> [RECORDS SUPPLIED]
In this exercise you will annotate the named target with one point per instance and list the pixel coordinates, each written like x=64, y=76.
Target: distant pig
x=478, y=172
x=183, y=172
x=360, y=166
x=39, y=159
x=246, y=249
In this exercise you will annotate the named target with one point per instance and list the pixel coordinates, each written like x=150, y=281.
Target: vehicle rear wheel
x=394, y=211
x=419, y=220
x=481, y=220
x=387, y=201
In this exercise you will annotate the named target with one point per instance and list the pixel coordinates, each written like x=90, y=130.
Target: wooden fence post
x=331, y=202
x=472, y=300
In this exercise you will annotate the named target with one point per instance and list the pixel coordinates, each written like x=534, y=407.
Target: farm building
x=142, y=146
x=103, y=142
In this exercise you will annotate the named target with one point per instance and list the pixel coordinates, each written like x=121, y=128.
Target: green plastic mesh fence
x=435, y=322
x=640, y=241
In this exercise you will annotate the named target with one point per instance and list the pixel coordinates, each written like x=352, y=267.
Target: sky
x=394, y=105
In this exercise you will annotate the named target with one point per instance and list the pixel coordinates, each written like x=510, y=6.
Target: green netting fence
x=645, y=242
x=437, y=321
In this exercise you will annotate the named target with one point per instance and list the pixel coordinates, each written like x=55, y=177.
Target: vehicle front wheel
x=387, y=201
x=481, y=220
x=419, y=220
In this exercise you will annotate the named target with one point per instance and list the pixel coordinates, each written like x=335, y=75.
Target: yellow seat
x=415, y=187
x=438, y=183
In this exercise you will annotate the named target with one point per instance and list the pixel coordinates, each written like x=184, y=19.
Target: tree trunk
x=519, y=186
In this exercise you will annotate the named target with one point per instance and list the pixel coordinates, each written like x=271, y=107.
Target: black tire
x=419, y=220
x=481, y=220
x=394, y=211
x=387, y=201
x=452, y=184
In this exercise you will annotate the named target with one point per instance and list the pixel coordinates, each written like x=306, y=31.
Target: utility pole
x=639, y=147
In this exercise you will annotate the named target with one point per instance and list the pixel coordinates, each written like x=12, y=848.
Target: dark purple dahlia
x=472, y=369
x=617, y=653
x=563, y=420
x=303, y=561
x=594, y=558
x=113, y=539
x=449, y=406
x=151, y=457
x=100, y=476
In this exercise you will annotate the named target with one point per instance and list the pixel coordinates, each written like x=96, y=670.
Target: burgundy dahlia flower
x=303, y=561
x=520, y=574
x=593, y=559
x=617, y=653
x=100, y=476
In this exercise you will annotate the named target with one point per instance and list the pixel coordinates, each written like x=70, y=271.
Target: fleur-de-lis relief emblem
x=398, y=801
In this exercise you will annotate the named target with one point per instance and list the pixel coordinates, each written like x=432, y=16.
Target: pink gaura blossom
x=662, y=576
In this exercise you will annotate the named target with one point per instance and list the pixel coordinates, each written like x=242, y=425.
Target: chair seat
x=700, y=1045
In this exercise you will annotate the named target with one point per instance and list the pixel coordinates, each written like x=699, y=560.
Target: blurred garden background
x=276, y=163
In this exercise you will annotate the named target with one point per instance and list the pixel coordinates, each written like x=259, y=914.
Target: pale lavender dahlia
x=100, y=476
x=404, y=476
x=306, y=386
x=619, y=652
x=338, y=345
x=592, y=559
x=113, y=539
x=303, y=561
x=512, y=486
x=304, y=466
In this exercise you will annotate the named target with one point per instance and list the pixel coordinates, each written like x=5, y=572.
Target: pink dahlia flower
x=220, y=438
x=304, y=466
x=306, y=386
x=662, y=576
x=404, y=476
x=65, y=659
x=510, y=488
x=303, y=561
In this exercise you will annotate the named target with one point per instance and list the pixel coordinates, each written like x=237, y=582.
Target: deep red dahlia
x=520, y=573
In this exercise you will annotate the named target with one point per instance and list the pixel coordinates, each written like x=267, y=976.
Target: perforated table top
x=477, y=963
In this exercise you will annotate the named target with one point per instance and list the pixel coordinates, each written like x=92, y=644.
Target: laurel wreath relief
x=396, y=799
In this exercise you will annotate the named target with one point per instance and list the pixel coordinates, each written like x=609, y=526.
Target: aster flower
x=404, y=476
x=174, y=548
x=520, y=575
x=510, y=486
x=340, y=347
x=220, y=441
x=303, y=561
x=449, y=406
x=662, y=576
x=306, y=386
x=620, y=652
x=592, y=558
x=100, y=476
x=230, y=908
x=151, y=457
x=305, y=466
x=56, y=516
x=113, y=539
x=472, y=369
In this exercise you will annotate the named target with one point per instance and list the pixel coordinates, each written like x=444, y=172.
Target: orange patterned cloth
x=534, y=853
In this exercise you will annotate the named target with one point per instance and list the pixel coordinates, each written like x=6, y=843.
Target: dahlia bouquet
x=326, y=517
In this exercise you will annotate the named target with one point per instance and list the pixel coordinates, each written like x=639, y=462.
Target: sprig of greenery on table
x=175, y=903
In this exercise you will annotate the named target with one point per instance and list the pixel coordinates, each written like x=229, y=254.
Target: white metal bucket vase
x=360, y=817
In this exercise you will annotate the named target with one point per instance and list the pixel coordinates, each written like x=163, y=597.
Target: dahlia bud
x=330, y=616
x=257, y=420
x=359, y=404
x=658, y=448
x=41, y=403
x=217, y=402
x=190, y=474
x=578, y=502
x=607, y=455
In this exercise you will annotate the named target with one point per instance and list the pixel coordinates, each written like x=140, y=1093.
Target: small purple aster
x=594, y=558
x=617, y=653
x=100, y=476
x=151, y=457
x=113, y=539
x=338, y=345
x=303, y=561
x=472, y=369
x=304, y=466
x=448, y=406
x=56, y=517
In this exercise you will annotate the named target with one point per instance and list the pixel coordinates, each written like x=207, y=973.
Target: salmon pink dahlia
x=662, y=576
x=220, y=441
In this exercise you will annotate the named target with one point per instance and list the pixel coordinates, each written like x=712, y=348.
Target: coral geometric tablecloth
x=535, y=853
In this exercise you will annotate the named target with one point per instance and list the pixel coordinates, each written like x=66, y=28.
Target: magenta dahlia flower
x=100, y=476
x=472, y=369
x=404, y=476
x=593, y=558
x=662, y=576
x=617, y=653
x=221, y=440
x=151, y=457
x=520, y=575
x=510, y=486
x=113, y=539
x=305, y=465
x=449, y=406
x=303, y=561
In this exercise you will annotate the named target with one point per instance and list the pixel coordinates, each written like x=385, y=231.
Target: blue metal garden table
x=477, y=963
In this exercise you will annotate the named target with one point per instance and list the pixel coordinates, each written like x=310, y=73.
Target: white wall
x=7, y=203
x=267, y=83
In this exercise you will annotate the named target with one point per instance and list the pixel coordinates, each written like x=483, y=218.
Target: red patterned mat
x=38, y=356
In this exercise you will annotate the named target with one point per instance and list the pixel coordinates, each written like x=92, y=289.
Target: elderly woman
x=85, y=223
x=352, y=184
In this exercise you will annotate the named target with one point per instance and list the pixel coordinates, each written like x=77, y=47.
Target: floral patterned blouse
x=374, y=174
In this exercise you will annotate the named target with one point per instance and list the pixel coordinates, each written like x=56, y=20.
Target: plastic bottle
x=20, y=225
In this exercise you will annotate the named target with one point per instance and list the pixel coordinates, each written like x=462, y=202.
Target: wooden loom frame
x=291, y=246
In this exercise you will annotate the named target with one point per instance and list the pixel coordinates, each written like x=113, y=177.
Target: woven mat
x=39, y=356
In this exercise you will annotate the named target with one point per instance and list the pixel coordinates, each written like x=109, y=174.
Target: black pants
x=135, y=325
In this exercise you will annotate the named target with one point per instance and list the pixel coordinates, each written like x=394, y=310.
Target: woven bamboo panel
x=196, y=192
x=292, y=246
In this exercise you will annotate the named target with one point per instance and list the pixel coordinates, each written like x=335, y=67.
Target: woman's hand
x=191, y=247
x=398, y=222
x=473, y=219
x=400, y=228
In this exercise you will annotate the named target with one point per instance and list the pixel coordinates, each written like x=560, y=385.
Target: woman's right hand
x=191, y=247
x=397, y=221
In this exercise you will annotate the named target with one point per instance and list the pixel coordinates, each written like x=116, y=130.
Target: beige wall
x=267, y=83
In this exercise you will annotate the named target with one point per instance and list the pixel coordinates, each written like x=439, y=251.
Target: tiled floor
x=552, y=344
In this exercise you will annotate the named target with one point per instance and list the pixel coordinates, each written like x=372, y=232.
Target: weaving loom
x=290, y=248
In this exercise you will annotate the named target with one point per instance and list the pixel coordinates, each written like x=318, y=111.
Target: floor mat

> [EXERCISE DESCRIPTION] Take the listing above from its first line through the line containing "like x=534, y=407.", and transcribe that stretch exactly, with no other lines.

> [OUTPUT]
In this exercise you will annotate the named target with one point per instance and list the pixel coordinates, each written like x=64, y=76.
Target: distant pig
x=478, y=172
x=183, y=172
x=360, y=166
x=39, y=159
x=246, y=249
In this exercise you will annotate the named target with one point per instance and list the pixel coordinates, each written like x=150, y=281.
Target: vehicle rear wheel
x=394, y=211
x=419, y=220
x=481, y=220
x=387, y=201
In this exercise you will annotate the named target with one point per instance and list the pixel coordinates, each written like x=90, y=130.
Target: wooden fence post
x=331, y=202
x=472, y=300
In this exercise you will annotate the named target with one point per instance and list the pixel coordinates, each written like x=534, y=407.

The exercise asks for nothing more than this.